## SET PROBLEM 1
Find and copy every row below that contains the string "outline". Case counts.

━━━━━ PAGE ━━━━━

Monday, August 15, 2011

5 reasons to be psyched for Star Wars: The Old Republic

  Phew, it's been a long time since I relaxed in the Beach House! I have decided to drop the whole "weekly One Piece chapter reviews" since it was entirely too time consuming (and there are far better reviewers out there) and decided to write about stuff that I feel a bit more passionate for. While wrestling is certainly within that category ("I love me some wrasslin'"), those needs will be taken care of in my wrestling column section in the soon to be operational When that site is up you can double dip on some more SHR goodness, but for now this will do. Today, however, I want to speak to my geekiest of fans; I'm talking to you, my Star Wars peeps.

Exactly how I imagined the Second Coming of Christ.

  For those in the dark right now, allow me to elaborate on what this Old Republic is. It is a Massive Multiplayer Online Role Playing Game (MMORPG) in the same vein as World of Warcraft, which I reviewed in this very blog site. Set 3,000 years (!) before the rise of Darth Vader, the game will allow you to fulfill ANY Star Wars fantasy you ever had; and yes, that may include Wookie bumpin'... ya freaks. 

"Hold up, SHR, don't you already play World of Warcraft? Why would you stop playing that and jump on this game?"

  Well, I'm glad you asked you asked, dear reader; because today I am going to tell you my top 5 reasons why you (yes, you!) should be psyched about Star Wars: The Old Republic!

V - Bioware

  If you've been playing games for the past decade you know exactly who Bioware is. In case you just found out what the internet is, and somehow wound up in this blog then allow me to regale you with the knowledge of gaming lore. Based in Edmonton, Canada (making Edmonton the place to produce two of my greatest loves) this behemoth of a developer has risen through the ranks in the game developer's community by creating some of the finest PC and Console RPG's of the last decade. Mass Effect in it by itself is proof enough of their expertise and quite possibly their crowning achievement, but let's look at their list at a glance: Baldur's Gate, Neverwinter Nights, Star Wars: Knights of the Old Republic, Jade Empire, and Dragon Age. Dizzy yet?

  At some point in 2007 Electronic Arts decided to buy Bioware and help them produce their games. One of the byproducts of said "unholy alliance" is Star Wars: The Old Republic, budgeted at over $100 MILLION, yes, that's U.S. dollars. Not only that, but recently EA decided to move their departments and CEOs around and decided to give Bioware it's own division within EA. Meaning the gaming titan considers the developer one of it's foundations and an equal, something that only Activision/Blizzard (off the top of my head) has been capable of pulling of.

━━━━━

## SET PROBLEM 2
Check each statement against the Star Wars post above. Answer yes or no, and quote the words from the post that decide it. (a) The game is set 3,000 years before the rise of Darth Vader. (b) Bioware is based in Vancouver. (c) Electronic Arts bought Bioware in 2009.

━━━━━ RECORDS ━━━━━

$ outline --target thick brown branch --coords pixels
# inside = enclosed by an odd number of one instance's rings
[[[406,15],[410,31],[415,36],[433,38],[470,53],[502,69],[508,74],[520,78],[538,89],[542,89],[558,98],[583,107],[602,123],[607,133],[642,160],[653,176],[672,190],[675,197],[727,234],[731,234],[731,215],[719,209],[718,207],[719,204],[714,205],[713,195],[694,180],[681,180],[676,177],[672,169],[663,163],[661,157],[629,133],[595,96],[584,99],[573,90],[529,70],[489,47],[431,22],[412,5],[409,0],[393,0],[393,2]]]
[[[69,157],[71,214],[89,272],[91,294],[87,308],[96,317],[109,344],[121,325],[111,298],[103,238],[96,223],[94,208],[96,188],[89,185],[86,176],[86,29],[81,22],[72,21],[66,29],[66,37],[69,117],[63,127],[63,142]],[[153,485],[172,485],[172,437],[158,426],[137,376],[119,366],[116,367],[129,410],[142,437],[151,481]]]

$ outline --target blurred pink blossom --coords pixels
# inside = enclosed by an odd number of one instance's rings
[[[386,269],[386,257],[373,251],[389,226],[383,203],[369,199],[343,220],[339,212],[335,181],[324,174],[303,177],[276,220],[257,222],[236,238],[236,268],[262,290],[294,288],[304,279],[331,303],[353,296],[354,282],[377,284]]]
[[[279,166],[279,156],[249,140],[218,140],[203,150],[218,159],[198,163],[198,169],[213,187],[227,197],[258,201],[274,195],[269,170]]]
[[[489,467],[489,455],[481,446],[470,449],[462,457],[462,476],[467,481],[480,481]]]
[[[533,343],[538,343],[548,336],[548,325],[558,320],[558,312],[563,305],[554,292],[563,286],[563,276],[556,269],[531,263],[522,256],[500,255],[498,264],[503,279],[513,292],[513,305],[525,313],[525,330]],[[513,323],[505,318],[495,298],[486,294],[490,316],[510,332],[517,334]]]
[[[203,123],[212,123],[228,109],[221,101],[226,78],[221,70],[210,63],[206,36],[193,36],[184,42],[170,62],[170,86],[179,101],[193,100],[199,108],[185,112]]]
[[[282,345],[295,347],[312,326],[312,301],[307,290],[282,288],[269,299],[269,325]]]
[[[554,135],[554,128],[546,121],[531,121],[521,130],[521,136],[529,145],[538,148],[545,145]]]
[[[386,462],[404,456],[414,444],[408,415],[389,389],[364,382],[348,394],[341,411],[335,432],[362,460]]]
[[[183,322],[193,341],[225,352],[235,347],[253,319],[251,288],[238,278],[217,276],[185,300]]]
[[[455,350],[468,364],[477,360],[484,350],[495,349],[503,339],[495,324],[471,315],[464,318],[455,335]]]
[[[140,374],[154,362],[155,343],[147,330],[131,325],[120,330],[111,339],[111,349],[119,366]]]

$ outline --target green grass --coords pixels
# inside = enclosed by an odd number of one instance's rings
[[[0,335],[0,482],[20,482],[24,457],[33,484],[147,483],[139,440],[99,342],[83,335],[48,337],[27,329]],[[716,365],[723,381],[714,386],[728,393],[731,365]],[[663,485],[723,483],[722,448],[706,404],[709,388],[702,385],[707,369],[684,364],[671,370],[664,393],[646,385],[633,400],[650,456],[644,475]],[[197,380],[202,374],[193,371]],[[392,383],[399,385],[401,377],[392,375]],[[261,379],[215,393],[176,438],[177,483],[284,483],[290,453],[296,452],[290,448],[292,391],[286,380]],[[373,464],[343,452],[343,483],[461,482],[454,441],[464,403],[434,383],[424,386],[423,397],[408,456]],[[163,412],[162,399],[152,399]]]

━━━━━

## WRITTEN SOLUTION 1
$ outline --target thick brown branch --coords pixels
$ outline --target blurred pink blossom --coords pixels
$ outline --target green grass --coords pixels

## WRITTEN SOLUTION 2
(a) Yes: "Set 3,000 years (!) before the rise of Darth Vader"
(b) No: "Based in Edmonton, Canada"
(c) No: "At some point in 2007 Electronic Arts decided to buy Bioware"